DOCUMENT EXCERPT.
-------------------------

But we had to be Catholic, and then because Britain was the epitome of industrial culture, we had to be rural. If, like me, you were growing up in the city, you weren’t properly Irish because the real Ireland was, as you say, out in Connemara playing Irish music and speaking Irish. So you just take what the other thing was and reverse it and it actually becomes almost as oppressive. It becomes this turning inside out of the very thing that was repressing you. I think it’s taken us a long time to get comfortable with the idea that maybe being us is OK, we don’t have to be “not them.” And maybe being us means embracing a sort of openness and plurality and multiplicity and being comfortable with that. Actually, I think Ireland is interesting right now in that it’s one of the few Western European countries that doesn’t have a far-right political party, for example an anti-immigrant political party.

That’s an excellent point. So was the breaking of the Catholic Church’s power in Ireland, which happened very recently, a necessary key to creating this possibility of a new idea of Irish identity or Irish nationality?

Yes. You had to break that idea that there was this thing called “Irish Catholicism,” which wasn’t either Catholicism or Irishness. It was this fusion of nationality and religion, which we know, again, from anywhere around the world, it’s not what you particularly want to create. It’s bad for nationality and bad for religion. The great irony in Ireland was that the reason it lasted so long and the reason it collapsed so quickly, I think, are the same reason: It had no immune system. If you were Catholic in France or Spain or Italy, there were anti-clerical traditions going back a long way. So if you were a conservative Catholic, you had to be on your toes. You had to have newspapers and artists and create a Catholic culture. In Ireland, you didn’t have to do that because it was all Catholic. So the church had this unchallenged power for a very, very long time, but it didn’t have any immune system.

Here’s a simple thing I’ll say: Try to think of a single Irish writer, one great writer, who was a practicing Catholic. I mean, isn’t it weird? You think about this incredibly Catholic culture where over 90% of its population is not just Catholic, but believing, practicing Catholic. And name me one orthodox Catholic writer or artist of any kind. It was like the whole of the Irish imagination had to migrate out of this very repressive culture, which meant that it just didn’t have these weapons, these deeper roots of having a place in the Irish imagination.

I quote the great novelist John McGahern. He lived in rural Ireland on a small farm and one of his neighbors said to him, “John, you don’t go to mass.” And he said, “No, I don’t.” And the neighbor said, “Why do you not go to mass?” And he said, “Well, I don’t believe, so I would feel I would be a hypocrite,” and the neighbor said “But you know, John, none of us believes, we just go to see all the other hypocrites.” It’s fantastic: We’re all in on the same game of ambiguity, what we’re saying, what we’re not saying.

-------------------------

TASKS.
[1] Repeat word for word the passage of the interview on Irish identity and Catholicism from "I quote the" up to and including "we’re not saying.".
[2] Continue the interview on Irish identity and Catholicism from its last sentence.

DATA LISTING.

-------------------------

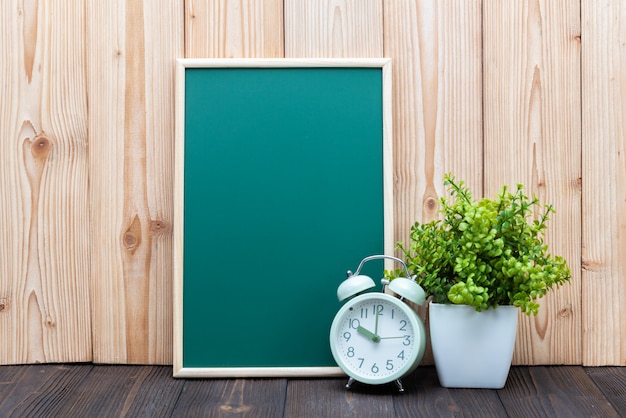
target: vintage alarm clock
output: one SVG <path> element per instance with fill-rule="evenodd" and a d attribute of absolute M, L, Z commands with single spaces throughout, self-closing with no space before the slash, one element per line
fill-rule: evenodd
<path fill-rule="evenodd" d="M 383 258 L 401 263 L 406 277 L 382 280 L 381 292 L 364 293 L 376 285 L 360 274 L 361 268 L 370 260 Z M 415 370 L 424 357 L 424 323 L 406 301 L 423 305 L 426 295 L 409 277 L 402 260 L 373 255 L 364 258 L 354 274 L 348 271 L 348 278 L 339 285 L 337 297 L 349 300 L 332 322 L 330 348 L 337 365 L 349 376 L 346 389 L 354 381 L 370 385 L 395 381 L 403 392 L 400 378 Z M 386 287 L 397 297 L 386 293 Z"/>

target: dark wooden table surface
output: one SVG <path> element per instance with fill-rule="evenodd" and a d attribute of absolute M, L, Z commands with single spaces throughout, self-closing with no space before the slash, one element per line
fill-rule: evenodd
<path fill-rule="evenodd" d="M 513 367 L 504 389 L 446 389 L 433 367 L 394 385 L 174 379 L 170 366 L 0 366 L 0 417 L 626 417 L 626 367 Z"/>

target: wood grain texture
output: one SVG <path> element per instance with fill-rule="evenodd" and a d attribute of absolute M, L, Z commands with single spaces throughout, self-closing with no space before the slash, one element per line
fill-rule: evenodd
<path fill-rule="evenodd" d="M 407 392 L 394 396 L 398 417 L 507 416 L 495 390 L 441 387 L 434 367 L 418 368 L 404 383 Z"/>
<path fill-rule="evenodd" d="M 586 371 L 619 416 L 626 416 L 626 367 L 593 367 Z"/>
<path fill-rule="evenodd" d="M 184 0 L 186 58 L 280 58 L 281 0 Z"/>
<path fill-rule="evenodd" d="M 52 403 L 47 416 L 171 417 L 183 385 L 165 367 L 95 366 L 80 385 L 56 394 L 62 402 Z"/>
<path fill-rule="evenodd" d="M 286 0 L 288 58 L 382 58 L 382 0 Z"/>
<path fill-rule="evenodd" d="M 172 417 L 284 416 L 286 379 L 190 380 Z"/>
<path fill-rule="evenodd" d="M 384 28 L 394 63 L 395 239 L 408 243 L 415 222 L 438 216 L 444 173 L 482 193 L 480 2 L 386 1 Z M 432 364 L 430 344 L 423 362 Z"/>
<path fill-rule="evenodd" d="M 576 2 L 483 3 L 485 194 L 522 183 L 556 209 L 546 242 L 571 284 L 520 315 L 513 362 L 581 361 L 580 9 Z"/>
<path fill-rule="evenodd" d="M 626 4 L 583 1 L 585 365 L 626 365 Z"/>
<path fill-rule="evenodd" d="M 0 364 L 89 361 L 84 6 L 0 6 Z"/>
<path fill-rule="evenodd" d="M 0 368 L 0 416 L 62 416 L 91 365 L 30 365 Z"/>
<path fill-rule="evenodd" d="M 618 417 L 580 367 L 512 368 L 498 390 L 510 417 Z"/>
<path fill-rule="evenodd" d="M 394 384 L 368 386 L 354 383 L 346 390 L 345 379 L 291 380 L 287 385 L 285 418 L 364 416 L 395 417 Z M 387 396 L 380 396 L 385 394 Z M 367 412 L 365 412 L 367 411 Z"/>
<path fill-rule="evenodd" d="M 87 17 L 94 360 L 168 364 L 182 7 L 90 1 Z"/>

-------------------------

RESPONSES TO THE EXERCISE.
[1]
I quote the great novelist John McGahern. He lived in rural Ireland on a small farm and one of his neighbors said to him, “John, you don’t go to mass.” And he said, “No, I don’t.” And the neighbor said, “Why do you not go to mass?” And he said, “Well, I don’t believe, so I would feel I would be a hypocrite,” and the neighbor said “But you know, John, none of us believes, we just go to see all the other hypocrites.” It’s fantastic: We’re all in on the same game of ambiguity, what we’re saying, what we’re not saying.

[2]
Once that unraveled, it just unraveled very quickly. Once that starts, it becomes impossible to stop. The speed with which it went was astonishing in one way, you think about this institution which has been so powerful for 1,500 years, just gone. But the seeds of it, I think, were in that very doubleness which made it so powerful. That was also the thing that meant that once you crossed that line and people didn’t play this game anymore, it was gone.

It must be strange, given that you spend part of your life in the United States now, to see this country starting to veer back toward almost exactly the kind of hypocritical, repressive society that Ireland more or less escaped from. I mean, this year we will see the Supreme Court overturn Roe v. Wade, there’s no doubt about that. They may well revisit the privacy decision that effectively overturned all the laws against contraception and homosexuality. It’s like we’re seeing an organized movement to recreate the Ireland of the early ’60s in a vast and diverse nation with a hundred times the population. It’s surreal.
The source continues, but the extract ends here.